Rewrite the records starting at the beginning and ending at the line that contains "88 18 L 28 15", changing "dark cloud" to "storm cloud" and leaving everything else as it is.

[Labeled area outline entries]
==============================
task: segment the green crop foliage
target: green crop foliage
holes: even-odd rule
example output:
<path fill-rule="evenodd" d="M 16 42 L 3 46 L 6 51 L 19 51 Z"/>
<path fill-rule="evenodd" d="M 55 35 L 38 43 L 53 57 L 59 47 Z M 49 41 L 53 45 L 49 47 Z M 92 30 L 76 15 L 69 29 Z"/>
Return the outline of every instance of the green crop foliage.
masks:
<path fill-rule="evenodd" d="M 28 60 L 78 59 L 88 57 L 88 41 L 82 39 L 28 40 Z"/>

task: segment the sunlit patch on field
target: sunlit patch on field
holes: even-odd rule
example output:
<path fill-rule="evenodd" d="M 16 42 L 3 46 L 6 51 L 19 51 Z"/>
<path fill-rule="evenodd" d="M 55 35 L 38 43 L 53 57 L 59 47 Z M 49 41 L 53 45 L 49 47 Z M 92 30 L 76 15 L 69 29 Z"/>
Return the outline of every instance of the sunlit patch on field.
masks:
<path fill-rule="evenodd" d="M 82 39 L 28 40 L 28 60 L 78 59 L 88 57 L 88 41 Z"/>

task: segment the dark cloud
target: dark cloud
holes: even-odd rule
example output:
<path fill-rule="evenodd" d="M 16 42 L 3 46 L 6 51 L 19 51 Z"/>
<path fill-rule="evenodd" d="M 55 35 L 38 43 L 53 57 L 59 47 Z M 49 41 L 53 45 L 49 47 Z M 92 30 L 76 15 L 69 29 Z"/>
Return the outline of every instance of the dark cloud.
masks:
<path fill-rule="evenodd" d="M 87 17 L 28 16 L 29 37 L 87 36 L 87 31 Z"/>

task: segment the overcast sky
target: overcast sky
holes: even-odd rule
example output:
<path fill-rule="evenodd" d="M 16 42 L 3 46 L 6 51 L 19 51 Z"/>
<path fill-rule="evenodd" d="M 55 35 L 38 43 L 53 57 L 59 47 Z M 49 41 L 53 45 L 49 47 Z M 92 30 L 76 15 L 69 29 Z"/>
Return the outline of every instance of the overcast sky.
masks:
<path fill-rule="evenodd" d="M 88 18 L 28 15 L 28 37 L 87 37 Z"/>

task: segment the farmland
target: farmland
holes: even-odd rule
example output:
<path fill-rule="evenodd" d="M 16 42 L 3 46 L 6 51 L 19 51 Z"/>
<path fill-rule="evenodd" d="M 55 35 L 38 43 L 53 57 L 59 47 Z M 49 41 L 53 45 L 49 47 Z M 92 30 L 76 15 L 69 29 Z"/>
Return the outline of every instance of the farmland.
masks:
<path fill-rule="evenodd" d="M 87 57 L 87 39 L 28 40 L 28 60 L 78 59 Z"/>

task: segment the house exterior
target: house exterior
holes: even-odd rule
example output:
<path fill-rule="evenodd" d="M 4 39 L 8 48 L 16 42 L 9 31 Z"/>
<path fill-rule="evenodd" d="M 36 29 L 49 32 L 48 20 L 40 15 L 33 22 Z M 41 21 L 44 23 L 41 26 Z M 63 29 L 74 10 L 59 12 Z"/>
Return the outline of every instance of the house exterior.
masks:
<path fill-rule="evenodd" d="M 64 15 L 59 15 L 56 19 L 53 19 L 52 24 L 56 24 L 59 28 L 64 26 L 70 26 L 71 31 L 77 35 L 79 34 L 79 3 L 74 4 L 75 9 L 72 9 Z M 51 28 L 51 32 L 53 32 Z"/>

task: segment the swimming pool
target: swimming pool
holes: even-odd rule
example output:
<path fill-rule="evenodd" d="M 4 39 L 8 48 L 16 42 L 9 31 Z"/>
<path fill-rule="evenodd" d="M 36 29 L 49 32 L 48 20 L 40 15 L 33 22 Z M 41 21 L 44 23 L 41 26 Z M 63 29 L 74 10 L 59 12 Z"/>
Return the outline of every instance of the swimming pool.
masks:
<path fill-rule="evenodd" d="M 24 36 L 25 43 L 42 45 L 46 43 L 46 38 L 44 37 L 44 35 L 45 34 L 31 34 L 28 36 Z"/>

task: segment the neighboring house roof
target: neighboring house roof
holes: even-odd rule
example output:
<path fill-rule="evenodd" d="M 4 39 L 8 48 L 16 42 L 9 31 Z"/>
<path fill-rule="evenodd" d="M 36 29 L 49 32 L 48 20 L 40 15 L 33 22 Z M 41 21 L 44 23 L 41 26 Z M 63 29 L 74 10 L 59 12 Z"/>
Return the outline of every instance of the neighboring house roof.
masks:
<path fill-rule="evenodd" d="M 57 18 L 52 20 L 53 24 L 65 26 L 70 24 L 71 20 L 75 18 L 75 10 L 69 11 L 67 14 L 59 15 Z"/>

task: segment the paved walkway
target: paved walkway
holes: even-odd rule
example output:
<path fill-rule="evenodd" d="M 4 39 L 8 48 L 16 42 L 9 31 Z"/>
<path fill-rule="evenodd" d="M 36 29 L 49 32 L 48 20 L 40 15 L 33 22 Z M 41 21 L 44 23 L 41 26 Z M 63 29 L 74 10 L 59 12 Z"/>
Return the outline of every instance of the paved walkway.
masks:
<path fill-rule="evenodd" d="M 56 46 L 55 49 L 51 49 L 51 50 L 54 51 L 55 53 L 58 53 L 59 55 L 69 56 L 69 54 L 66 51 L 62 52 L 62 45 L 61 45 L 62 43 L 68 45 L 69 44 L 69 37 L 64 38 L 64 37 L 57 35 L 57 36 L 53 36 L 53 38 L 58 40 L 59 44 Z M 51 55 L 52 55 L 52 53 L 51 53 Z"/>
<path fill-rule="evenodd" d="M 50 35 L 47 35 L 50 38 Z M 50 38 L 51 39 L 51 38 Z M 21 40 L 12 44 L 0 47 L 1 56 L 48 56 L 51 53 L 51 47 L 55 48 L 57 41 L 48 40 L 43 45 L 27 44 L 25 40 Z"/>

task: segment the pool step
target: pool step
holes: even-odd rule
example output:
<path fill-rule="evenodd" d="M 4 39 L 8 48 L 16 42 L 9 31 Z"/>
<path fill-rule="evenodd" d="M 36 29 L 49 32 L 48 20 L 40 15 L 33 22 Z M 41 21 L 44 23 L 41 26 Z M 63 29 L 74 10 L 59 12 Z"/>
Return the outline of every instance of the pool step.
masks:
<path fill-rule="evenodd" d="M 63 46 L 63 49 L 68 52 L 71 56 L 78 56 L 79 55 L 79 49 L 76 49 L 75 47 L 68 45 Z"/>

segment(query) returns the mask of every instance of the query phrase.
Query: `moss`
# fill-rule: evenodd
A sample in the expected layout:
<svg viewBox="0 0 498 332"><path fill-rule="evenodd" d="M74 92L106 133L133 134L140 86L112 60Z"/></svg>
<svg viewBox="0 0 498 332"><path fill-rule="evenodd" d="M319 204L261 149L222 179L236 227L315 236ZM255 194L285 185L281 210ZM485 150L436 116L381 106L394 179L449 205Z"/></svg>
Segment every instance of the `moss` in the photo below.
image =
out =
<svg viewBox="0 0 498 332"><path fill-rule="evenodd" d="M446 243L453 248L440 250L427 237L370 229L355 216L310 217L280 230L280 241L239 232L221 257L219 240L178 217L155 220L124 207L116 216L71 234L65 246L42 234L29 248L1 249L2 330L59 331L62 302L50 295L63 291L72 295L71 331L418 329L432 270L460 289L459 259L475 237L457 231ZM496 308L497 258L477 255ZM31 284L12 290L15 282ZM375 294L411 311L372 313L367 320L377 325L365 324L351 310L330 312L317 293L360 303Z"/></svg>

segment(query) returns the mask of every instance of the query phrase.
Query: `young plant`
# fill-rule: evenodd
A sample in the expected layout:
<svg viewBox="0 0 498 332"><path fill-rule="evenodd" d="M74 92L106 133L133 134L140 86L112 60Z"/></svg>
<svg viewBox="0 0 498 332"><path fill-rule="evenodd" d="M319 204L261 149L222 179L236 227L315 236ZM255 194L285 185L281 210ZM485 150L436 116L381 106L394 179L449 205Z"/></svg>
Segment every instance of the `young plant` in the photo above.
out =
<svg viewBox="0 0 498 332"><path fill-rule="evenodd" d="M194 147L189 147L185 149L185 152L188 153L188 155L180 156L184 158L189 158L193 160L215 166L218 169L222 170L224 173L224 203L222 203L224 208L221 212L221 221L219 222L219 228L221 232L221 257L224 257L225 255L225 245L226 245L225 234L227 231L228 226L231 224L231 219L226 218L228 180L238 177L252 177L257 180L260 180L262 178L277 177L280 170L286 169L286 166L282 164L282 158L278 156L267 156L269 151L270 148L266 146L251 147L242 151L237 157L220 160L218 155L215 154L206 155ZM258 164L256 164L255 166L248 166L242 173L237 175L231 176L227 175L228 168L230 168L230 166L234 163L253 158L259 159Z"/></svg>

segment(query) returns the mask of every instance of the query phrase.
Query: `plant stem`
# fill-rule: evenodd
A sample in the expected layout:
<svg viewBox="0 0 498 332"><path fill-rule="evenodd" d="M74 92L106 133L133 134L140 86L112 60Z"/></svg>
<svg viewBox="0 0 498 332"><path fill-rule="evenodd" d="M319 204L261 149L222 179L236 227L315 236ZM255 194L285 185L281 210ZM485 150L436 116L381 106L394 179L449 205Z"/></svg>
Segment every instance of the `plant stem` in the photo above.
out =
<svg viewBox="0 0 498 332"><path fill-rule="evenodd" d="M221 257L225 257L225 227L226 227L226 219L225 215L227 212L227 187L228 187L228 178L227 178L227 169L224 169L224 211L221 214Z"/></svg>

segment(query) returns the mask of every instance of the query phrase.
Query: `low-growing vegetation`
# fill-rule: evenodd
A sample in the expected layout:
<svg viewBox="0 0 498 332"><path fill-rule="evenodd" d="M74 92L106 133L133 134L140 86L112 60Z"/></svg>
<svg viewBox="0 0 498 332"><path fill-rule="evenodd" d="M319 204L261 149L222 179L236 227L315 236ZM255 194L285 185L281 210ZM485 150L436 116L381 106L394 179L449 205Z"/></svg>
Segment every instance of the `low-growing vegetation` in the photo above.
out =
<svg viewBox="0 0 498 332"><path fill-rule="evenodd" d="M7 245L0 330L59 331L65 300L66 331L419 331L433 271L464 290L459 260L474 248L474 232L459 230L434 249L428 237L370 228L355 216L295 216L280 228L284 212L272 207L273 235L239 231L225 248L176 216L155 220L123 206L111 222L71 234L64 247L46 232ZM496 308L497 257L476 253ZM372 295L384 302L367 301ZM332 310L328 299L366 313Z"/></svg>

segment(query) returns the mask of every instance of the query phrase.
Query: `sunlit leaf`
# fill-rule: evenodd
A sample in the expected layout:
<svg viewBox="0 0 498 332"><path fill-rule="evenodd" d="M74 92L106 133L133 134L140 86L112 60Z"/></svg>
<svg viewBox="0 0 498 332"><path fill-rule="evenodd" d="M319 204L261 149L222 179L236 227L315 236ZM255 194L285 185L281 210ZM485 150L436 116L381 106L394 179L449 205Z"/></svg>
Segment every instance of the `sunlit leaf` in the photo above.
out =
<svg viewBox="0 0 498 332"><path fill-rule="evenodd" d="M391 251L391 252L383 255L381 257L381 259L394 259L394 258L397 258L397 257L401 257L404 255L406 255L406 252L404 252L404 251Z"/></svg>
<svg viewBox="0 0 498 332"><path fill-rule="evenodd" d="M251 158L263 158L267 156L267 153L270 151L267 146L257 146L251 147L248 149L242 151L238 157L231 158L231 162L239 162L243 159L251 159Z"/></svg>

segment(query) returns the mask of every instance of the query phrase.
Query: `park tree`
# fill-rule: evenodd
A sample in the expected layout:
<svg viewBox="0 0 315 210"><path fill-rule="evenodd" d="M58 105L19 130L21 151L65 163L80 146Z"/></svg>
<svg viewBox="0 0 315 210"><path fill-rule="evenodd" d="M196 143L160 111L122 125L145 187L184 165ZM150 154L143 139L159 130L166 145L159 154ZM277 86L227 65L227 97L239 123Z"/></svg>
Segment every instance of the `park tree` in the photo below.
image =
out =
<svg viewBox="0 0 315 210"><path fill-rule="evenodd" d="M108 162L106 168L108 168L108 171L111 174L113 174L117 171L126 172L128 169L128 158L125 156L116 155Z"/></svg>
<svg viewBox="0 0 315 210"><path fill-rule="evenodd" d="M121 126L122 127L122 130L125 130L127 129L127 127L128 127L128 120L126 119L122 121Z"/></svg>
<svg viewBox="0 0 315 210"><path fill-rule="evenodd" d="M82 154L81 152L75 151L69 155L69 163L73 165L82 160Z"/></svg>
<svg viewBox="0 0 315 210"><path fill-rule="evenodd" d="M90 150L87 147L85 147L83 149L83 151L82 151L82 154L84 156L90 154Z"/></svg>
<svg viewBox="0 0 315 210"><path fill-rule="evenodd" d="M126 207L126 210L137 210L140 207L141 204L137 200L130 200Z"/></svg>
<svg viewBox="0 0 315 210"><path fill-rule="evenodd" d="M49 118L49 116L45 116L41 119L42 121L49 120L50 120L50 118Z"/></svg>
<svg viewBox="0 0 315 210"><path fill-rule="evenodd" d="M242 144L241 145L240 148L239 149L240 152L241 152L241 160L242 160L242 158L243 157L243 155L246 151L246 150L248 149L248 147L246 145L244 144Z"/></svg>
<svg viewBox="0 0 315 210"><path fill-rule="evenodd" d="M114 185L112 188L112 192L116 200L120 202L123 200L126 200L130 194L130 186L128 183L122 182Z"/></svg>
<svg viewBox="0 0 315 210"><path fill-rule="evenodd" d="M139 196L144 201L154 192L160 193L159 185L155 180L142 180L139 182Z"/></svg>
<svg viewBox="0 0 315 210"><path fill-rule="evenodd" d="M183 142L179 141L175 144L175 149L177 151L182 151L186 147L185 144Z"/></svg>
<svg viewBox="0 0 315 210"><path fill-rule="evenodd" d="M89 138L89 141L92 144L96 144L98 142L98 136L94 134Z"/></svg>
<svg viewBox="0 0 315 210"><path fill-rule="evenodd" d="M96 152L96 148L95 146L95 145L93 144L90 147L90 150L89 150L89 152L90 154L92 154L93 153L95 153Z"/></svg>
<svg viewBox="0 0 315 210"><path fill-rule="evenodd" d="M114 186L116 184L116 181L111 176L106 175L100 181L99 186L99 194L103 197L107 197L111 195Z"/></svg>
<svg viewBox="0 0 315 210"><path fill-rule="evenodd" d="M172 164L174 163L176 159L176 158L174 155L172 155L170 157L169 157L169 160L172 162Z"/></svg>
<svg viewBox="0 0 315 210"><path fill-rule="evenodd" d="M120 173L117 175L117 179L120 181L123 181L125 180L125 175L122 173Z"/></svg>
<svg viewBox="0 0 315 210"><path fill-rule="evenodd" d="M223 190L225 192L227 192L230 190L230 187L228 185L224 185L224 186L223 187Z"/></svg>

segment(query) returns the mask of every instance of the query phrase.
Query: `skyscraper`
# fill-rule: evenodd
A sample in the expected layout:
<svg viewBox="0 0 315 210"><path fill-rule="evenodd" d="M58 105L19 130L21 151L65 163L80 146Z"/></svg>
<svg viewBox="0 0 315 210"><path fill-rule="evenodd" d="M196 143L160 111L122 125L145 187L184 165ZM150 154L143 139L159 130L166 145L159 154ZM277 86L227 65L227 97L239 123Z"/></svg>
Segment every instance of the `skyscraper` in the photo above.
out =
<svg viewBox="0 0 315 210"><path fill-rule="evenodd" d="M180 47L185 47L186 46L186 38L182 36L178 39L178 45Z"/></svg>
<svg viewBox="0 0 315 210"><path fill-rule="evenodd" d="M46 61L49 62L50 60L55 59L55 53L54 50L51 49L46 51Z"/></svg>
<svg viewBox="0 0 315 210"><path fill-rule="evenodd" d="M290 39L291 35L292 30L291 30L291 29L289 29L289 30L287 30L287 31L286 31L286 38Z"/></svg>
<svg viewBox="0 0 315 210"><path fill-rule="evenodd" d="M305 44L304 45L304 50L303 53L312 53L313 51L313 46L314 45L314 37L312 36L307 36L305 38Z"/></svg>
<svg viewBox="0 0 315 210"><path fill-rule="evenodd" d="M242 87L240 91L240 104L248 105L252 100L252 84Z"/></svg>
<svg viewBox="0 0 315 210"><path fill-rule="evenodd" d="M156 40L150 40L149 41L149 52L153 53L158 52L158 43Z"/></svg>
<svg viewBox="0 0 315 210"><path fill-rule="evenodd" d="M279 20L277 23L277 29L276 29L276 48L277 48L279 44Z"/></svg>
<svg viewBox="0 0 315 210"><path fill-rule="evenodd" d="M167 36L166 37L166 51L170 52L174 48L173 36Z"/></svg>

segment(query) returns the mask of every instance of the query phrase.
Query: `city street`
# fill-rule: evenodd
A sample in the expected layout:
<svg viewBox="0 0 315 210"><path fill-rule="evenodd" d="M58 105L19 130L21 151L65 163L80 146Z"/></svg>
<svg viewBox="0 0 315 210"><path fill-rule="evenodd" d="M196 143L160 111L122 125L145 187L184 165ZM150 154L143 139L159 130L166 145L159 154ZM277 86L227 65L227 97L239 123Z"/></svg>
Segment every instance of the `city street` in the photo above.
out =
==============================
## REPLY
task: segment the green crop foliage
target: green crop foliage
holes: even-odd rule
example output:
<path fill-rule="evenodd" d="M 16 42 L 3 46 L 6 51 L 19 51 Z"/>
<path fill-rule="evenodd" d="M 55 35 L 38 43 L 53 57 L 59 47 Z M 49 41 L 53 45 L 49 47 Z M 92 30 L 76 15 L 69 29 Z"/>
Return the outline of every instance of the green crop foliage.
masks:
<path fill-rule="evenodd" d="M 28 60 L 78 59 L 88 57 L 88 41 L 82 39 L 28 40 Z"/>

task: segment the sunlit patch on field
target: sunlit patch on field
holes: even-odd rule
example output:
<path fill-rule="evenodd" d="M 16 42 L 3 46 L 6 51 L 19 51 Z"/>
<path fill-rule="evenodd" d="M 55 35 L 38 43 L 53 57 L 59 47 Z M 49 41 L 53 45 L 49 47 Z M 92 30 L 76 15 L 69 29 Z"/>
Return the outline of every instance of the sunlit patch on field.
masks:
<path fill-rule="evenodd" d="M 82 39 L 28 40 L 28 60 L 78 59 L 88 57 L 88 41 Z"/>

task: segment the storm cloud
target: storm cloud
holes: even-odd rule
example output:
<path fill-rule="evenodd" d="M 16 42 L 3 46 L 6 51 L 19 51 Z"/>
<path fill-rule="evenodd" d="M 55 35 L 38 43 L 53 57 L 59 47 Z M 49 41 L 53 45 L 49 47 Z M 92 30 L 76 15 L 69 29 Z"/>
Return the outline of every instance of the storm cloud.
masks:
<path fill-rule="evenodd" d="M 87 17 L 28 16 L 29 37 L 87 36 L 87 31 Z"/>

task: segment the overcast sky
target: overcast sky
holes: even-odd rule
example output:
<path fill-rule="evenodd" d="M 16 42 L 3 46 L 6 51 L 19 51 Z"/>
<path fill-rule="evenodd" d="M 55 35 L 38 43 L 53 57 L 59 47 Z M 49 41 L 53 45 L 49 47 Z M 92 30 L 76 15 L 69 29 Z"/>
Return the outline of every instance of the overcast sky.
masks:
<path fill-rule="evenodd" d="M 88 18 L 28 15 L 28 37 L 87 37 Z"/>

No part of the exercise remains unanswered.